--- Start Recorded data ---

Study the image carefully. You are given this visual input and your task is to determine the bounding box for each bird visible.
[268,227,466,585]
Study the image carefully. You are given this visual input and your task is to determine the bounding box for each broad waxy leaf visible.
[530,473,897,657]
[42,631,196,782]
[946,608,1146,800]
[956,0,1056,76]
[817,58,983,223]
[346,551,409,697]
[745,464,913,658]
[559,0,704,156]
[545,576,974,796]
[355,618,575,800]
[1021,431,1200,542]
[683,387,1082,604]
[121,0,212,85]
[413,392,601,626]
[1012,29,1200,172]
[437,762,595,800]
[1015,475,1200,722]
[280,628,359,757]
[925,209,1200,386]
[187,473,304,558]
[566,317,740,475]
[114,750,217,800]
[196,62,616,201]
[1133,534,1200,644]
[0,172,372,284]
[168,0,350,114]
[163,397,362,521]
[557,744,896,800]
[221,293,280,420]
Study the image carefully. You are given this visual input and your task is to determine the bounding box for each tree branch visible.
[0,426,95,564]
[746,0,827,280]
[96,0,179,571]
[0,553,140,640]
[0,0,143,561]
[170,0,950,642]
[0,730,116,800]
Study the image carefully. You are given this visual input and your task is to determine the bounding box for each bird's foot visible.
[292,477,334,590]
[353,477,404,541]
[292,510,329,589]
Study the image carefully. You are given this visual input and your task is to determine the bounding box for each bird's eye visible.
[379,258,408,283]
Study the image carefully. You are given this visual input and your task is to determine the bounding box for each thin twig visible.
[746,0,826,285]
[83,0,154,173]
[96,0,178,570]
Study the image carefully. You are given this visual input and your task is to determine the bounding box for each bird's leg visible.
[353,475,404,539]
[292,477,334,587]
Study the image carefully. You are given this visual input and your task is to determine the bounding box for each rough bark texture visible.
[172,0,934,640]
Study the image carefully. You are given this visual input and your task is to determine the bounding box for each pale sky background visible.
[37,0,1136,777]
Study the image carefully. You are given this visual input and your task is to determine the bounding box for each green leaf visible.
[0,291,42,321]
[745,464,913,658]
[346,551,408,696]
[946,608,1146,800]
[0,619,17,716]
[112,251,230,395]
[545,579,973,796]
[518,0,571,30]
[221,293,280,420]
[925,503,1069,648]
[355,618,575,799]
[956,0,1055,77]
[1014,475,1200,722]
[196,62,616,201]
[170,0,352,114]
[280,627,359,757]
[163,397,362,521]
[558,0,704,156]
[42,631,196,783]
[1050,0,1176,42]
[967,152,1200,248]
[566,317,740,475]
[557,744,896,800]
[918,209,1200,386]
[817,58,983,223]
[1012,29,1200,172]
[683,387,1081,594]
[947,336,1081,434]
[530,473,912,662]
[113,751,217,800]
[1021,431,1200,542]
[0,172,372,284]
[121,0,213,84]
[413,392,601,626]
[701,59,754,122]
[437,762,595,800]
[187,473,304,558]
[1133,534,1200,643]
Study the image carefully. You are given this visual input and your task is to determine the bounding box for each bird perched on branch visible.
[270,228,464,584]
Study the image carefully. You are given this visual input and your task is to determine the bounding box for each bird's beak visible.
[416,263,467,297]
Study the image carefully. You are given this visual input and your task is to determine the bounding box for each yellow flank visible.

--- End Recorded data ---

## What is required
Convert every one of the dataset rows above into a numbered list, with one line per item and any blank lines left out.

## Response
1. Study the image carefully. You are given this visual input and your task is to determine the bounding box for each bird visible.
2. [268,227,466,585]
3. Study the image carefully. You are given this visual input and your task is to determine the bounding box for each broad waxy leaf visible.
4. [530,473,897,657]
5. [42,631,196,782]
6. [946,608,1146,800]
7. [956,0,1056,76]
8. [817,58,983,223]
9. [346,551,409,697]
10. [745,464,913,658]
11. [559,0,704,156]
12. [545,576,974,796]
13. [355,618,575,800]
14. [1021,431,1200,542]
15. [683,387,1082,604]
16. [121,0,212,85]
17. [413,392,601,626]
18. [1012,29,1200,172]
19. [437,762,595,800]
20. [1015,475,1200,722]
21. [280,628,359,757]
22. [925,209,1200,386]
23. [187,473,304,558]
24. [566,317,740,475]
25. [114,750,217,800]
26. [196,62,616,201]
27. [1133,534,1200,644]
28. [0,172,372,284]
29. [168,0,350,114]
30. [163,397,362,521]
31. [557,744,896,800]
32. [221,293,280,420]
33. Study the image carefully. You are given this visual input and your task is to determine the bounding box for each tree branch visible.
34. [0,426,95,564]
35. [746,0,827,280]
36. [96,0,179,571]
37. [0,553,140,640]
38. [0,0,143,561]
39. [170,0,950,642]
40. [0,730,116,800]
41. Study the image carefully. You are given this visual input and your task is to determine the bounding box for each bird's foot visible.
42. [292,477,334,590]
43. [353,477,404,541]
44. [292,510,329,589]
45. Study the image carefully. You are given this visual input and your task is to determine the bounding box for each bird's eye visible.
46. [379,258,408,283]
47. Study the image carefully. You are given this visual input and your task is to determine the bounding box for each thin twig visible.
48. [746,0,826,285]
49. [83,0,154,173]
50. [96,0,178,570]
51. Study the image carefully. You are given this visual input and your task is to determine the bounding box for each bird's leg visible.
52. [353,475,404,539]
53. [292,477,334,587]
54. Study the image carefully. You are given this visual input and your task is to determine the bounding box for each rough bark texture visible.
55. [172,0,934,640]
56. Study the image carefully. You are given this visual input and your task is to determine the bounding box for each pale sky background visible.
57. [37,0,1136,777]
58. Study the image carefully. You are given this visual input and your task is to determine the bounding box for each green leaf visible.
59. [0,291,42,321]
60. [745,464,913,658]
61. [346,551,408,696]
62. [946,608,1146,800]
63. [0,619,17,716]
64. [112,251,230,395]
65. [545,579,973,796]
66. [518,0,571,30]
67. [221,293,280,420]
68. [925,503,1069,648]
69. [355,618,575,799]
70. [956,0,1055,77]
71. [1014,475,1200,722]
72. [196,62,616,201]
73. [170,0,352,114]
74. [280,627,359,757]
75. [163,397,362,521]
76. [558,0,704,156]
77. [42,631,196,783]
78. [1050,0,1176,42]
79. [967,152,1200,248]
80. [566,317,740,475]
81. [557,744,896,800]
82. [918,209,1200,386]
83. [817,58,983,223]
84. [1012,29,1200,172]
85. [683,387,1081,594]
86. [947,336,1081,434]
87. [530,473,912,662]
88. [113,751,217,800]
89. [1021,431,1200,542]
90. [0,172,372,284]
91. [121,0,213,84]
92. [413,392,601,626]
93. [701,59,754,122]
94. [437,762,595,800]
95. [187,473,304,558]
96. [1133,534,1200,643]
97. Study the image carefully. You are given this visual input and your task is to determine the bounding box for each bird perched on branch visible.
98. [270,228,464,584]
99. Study the image carefully. You are given this visual input and your task is to determine the bounding box for each bird's beak visible.
100. [416,263,467,297]
101. Study the image carefully. You are given this visual input and your task is to determine the bounding box for each yellow flank visible.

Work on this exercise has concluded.